(Source data begins)
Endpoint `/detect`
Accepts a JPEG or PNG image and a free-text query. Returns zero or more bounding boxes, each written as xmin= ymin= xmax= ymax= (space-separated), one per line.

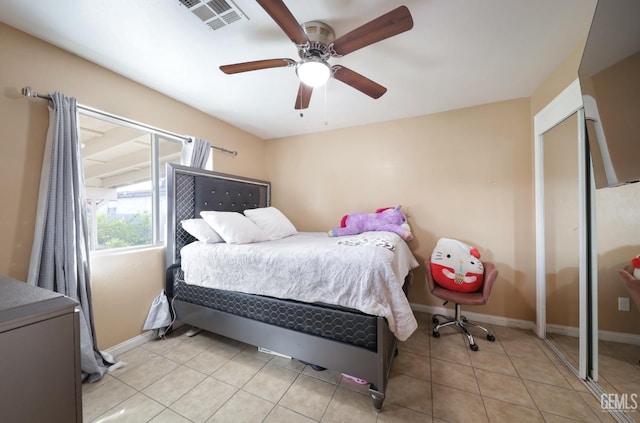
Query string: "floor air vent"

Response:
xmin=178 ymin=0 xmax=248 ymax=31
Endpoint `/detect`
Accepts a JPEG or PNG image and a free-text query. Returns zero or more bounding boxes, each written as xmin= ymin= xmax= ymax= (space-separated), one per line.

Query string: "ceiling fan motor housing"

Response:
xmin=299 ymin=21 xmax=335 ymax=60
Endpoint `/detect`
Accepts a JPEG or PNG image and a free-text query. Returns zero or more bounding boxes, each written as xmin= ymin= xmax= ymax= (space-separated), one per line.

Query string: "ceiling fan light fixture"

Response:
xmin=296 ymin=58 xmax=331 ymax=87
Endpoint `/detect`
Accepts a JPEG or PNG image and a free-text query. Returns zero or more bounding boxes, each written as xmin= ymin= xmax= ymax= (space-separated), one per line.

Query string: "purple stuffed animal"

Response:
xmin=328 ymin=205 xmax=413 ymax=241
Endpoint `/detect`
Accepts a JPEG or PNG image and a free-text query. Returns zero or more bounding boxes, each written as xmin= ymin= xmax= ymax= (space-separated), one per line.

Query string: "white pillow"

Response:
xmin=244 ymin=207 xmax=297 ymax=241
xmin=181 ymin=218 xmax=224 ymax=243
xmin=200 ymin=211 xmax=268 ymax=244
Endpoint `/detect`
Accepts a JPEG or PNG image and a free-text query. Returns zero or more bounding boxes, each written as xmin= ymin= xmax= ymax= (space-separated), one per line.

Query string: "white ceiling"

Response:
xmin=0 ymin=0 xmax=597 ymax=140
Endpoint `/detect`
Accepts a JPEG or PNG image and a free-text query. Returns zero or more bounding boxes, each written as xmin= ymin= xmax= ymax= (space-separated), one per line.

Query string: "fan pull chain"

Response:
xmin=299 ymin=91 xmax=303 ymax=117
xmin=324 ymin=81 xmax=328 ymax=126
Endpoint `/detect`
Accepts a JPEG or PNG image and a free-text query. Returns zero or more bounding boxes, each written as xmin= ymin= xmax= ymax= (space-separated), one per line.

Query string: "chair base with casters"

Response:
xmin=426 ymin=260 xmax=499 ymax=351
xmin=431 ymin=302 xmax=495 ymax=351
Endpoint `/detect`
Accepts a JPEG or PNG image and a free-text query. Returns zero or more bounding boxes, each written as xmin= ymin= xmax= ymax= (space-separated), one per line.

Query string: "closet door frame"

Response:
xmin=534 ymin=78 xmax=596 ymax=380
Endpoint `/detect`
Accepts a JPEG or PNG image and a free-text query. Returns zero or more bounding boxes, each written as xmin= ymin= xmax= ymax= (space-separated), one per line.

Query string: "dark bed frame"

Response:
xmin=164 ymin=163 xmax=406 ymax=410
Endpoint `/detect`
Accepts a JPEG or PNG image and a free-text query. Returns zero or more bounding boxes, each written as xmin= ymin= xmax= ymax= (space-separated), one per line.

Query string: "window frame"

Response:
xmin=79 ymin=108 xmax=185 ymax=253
(Source data ends)
▶ _Problem description_:
All entries need to be duplicated exactly, apart from the images.

▶ _Reply to the task_:
Endpoint `/detect`
Accepts a JPEG or PNG image and a free-text query. Returns zero or more bounding boxes, each written as xmin= ymin= xmax= ymax= (space-separated), one per line.

Query string: "floor air vent"

Response:
xmin=178 ymin=0 xmax=248 ymax=31
Endpoint `/detect`
Accepts a JPEG or PNG image and a free-text query. Returns zero or more bounding boxes, each written as xmin= ymin= xmax= ymax= (space-separated), one per line.

Query string: "ceiling fan motor housing"

Response:
xmin=299 ymin=21 xmax=335 ymax=60
Endpoint `/detect`
Accepts a JPEG or PNG image and a free-text query. Returns zero or more bounding boxes, each written as xmin= ymin= xmax= ymax= (space-separated), one per line.

Query string: "ceiling fan light fixture"

Response:
xmin=296 ymin=58 xmax=331 ymax=87
Endpoint `/detect`
Accepts a JPEG or PNG image and a free-text query. Returns zero or more bounding boxes, each written as xmin= ymin= xmax= ymax= (space-separated), one per line.

Query string: "purple stuffed animal"

Response:
xmin=328 ymin=205 xmax=413 ymax=241
Endpoint `/detect`
Accepts a JPEG or PNG image and a free-text query. Returns zero or more bounding boxes, each written as xmin= ymin= xmax= ymax= (space-separated), one per line.

Query string: "white pillow"

Response:
xmin=244 ymin=207 xmax=297 ymax=241
xmin=181 ymin=218 xmax=224 ymax=243
xmin=200 ymin=211 xmax=268 ymax=244
Endpoint `/detect`
Accepts a JPEG or PNG image and a free-text query. Returns zero or more bounding boxes, each written as xmin= ymin= xmax= ymax= (space-separated), one per line.

Query string: "white ceiling"

Response:
xmin=0 ymin=0 xmax=597 ymax=140
Endpoint `/detect`
Accepts a JPEG or PNG image and a free-text query. Returns zero or more bounding boxes, each written as xmin= ymin= xmax= ymax= (space-separated), one per line.

Query string: "fan pull chain"

Response:
xmin=299 ymin=91 xmax=303 ymax=117
xmin=324 ymin=81 xmax=328 ymax=126
Endpoint `/detect`
Accepts a JPEG or PNG image and a free-text query. Returns zero or more bounding boxes, each written as xmin= ymin= xmax= ymax= (space-separated), one per line.

Query string: "chair base with casters"

Response:
xmin=426 ymin=260 xmax=499 ymax=351
xmin=431 ymin=302 xmax=495 ymax=351
Endpoint `/detect`
Accepts a JPEG or PNG image and a free-text query. Returns zero or more bounding boxes, each written as xmin= ymin= xmax= ymax= (space-separated), one per line.

Query string: "closet door frame"

Response:
xmin=534 ymin=78 xmax=596 ymax=380
Endpoint `/detect`
Accepts a JPEG or PNG image and a free-text query. Returns zero or more bounding boxes, each written as xmin= ymin= xmax= ymax= (space-separated), one per line.

Query string: "dark bed frame"

Response:
xmin=164 ymin=163 xmax=406 ymax=410
Endpoint `/detect`
Accepts a JPEG or PNG image and a free-text query. Returns zero or more bounding boxes, each written as xmin= ymin= xmax= ymax= (space-separated), one per line.

Query string: "window frame"

Response:
xmin=79 ymin=108 xmax=185 ymax=253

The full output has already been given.